Document excerpt:

Friday’s festive atmosphere will receive an extra jolt of yesteryear pomp during a pre-game ceremony when ECHS names the school’s athletic facility after long-time football coach Bob Griffith. The football stadium will be known as Rebel Field at Bob Griffith Stadium.

Griffith, a member of the Georgia High School Association’s Hall of Fame, turned around ECHS’ football fortunes and led the Rebels to a 129-67 record in 18 seasons (1981-1998). In 1987, the Rebels advanced to the Class AAAA state championship game.

Friday’s matchup will pit the two teams entering the rivalry clash on two-game winning streaks — the first time that has happened since 2015.

Directions:
a) List every year mentioned in the stadium-naming text.
b) According to the stadium-naming text, what record did Griffith lead the Rebels to?
c) Write the next part of the text about the Bob Griffith Stadium dedication, picking up after its final sentence.
The lines after this point come from a separate source.

Data excerpt:
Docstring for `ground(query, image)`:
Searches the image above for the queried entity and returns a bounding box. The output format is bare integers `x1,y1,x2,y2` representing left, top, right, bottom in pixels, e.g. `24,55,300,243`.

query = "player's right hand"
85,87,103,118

Outputs in order:
a) 1981, 1998, 1987, 2015

b) A 129-67 record in 18 seasons (1981-1998).

c)
“Our kids are playing well and the coaches have done a great job preparing them,” said Ford about wins over Statesboro (32-10) and Southeast Bulloch (42-7) in consecutive weeks to even the Rebels’ record at 2-2.

South (2-1) has been equally impressive while notching victories over Islands (24-0) and Bradwell Institute (45-0). It was the first time in school history the school had back-to-back shutouts.

“(SEHS) is playing great defense and they’re playing aggressively and with confidence on offense,” Ford said. “(Coach Nathan Clark) is doing a great job. It should be a great game and a great night.”